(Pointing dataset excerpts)
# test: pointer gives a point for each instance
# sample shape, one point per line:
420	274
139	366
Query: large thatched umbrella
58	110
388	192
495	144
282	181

- Given task:
Print out the whole listing exactly as it appears.

- In response:
# test: pointer gives a point for each instance
# sample shape, one point per line:
420	274
139	366
Query: large thatched umbrella
58	110
388	192
495	144
282	181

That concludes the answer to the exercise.